* _PROVIDED TEXT_:
Revd George Alfred Oldham was ordained into the Church of England, and in 1846 became a curate at St Andrew’s Old Church, Hove. He converted to Catholicism in 1860 and was sent to Brighton. He died on 18 October 1875. In his will he stipulated that £5,000 or £6,000 should be spent on building a church dedicated to the Sacred Heart as near as possible to his old stamping ground of St Andrew’s.

Revd Charles Willock Dawes who had also once been an Anglican clergyman, expended £5,000 on finishing the building of the church. He died on 25 December 1899.

Their names are recorded on an alabaster tablet set in the cloisters of the church.

copyright © D. Sharp
The cloisters and entrance to the church

However, it must also be remembered that there were many female benefactors of the church.

copyright © D. Sharp
In memory of Herminie Fumeau, near the church's entrance 

Requiem Mass for some Notable People

24 November 1887 – Prince John of Bourbon – The Prince lived at 25 Seafield Road, Hove, and died at the age of 69. The requiem mass was a splendid occasion with three 10f-t high yellow candles standing on either side of the catafalque and the church being heavily draped in black. A newspaper report recorded the scene as follows:

The altar was apparently the only part of the chancel and sanctuary, with the exception of the higher walls, which was not draped in black cloth; the whole of the reredos, the lower sanctuary walls, and even the chancel stalls were completely enveloped in this sombre drapery, and as the interior of the beautiful little church is of white stone, the windows being filled with stained-glass of peculiarly rich tints, the effect produced … was strangely, grandly picturesque.

The widow did not attend but his two sons were present. The eldest was the Infant Don Alfonso, and his wife Infanta Maria de las N’uven was there too. Prince John’s brother, Don Carlos, was amongst the mourners – he was also Charles VI, known as the Count de Montemolin, in support of whose claims to the throne the Spanish risings of 1848, 1855, and 1860 were organised. Another mourner was the Earl of Ashburnham who acted as Don Carlos’ unofficial representative in England for many years.

The choir was composed entirely of clergy for the occasion, and there were at least seven priests by the altar.

It is said that Prince John’s body, in its plain coffin, remained in a pavilion set up in the presbytery garden until it was removed to the family vault in Trieste.

May 1891 – Barry Sullivan – Sullivan (1824-1891) was a very famous Victorian actor of Irish extraction who also toured the world. He purchased 46 Albany Villas, Hove, in 1869 and lived there with his wife and children. The 1891 census recorded that there were still four unmarried children living at home. It was at this house that he died on the 9 May 1891. His coffin was conveyed from Albany Villas to the Sacred Heart in a hearse drawn by four horses. Five priests presided at the funeral, and the choir from Brompton Oratory provided the singing.

* _GIVEN DATA_:
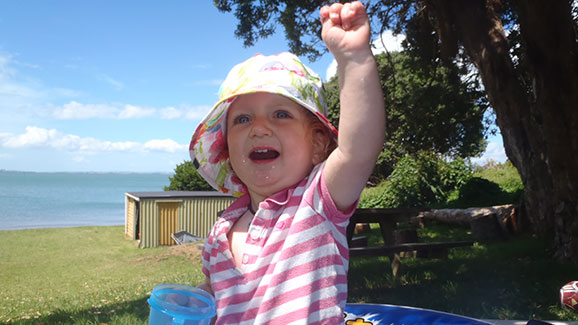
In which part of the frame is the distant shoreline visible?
[0,169,174,176]
[0,224,124,232]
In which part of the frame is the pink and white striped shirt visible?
[203,163,356,324]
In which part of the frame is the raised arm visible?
[320,1,385,210]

* _EXERCISE AIM_:
Please answer these from the text on the Sacred Heart church:
(a) In what year did George Alfred Oldham become a curate at St Andrew's Old Church, Hove?
(b) How much did Charles Willock Dawes spend on finishing the church?
(c) Which choir sang at Barry Sullivan's funeral?

* _ANSWER BOX_:
(a) 1846
(b) £5,000
(c) The choir from Brompton Oratory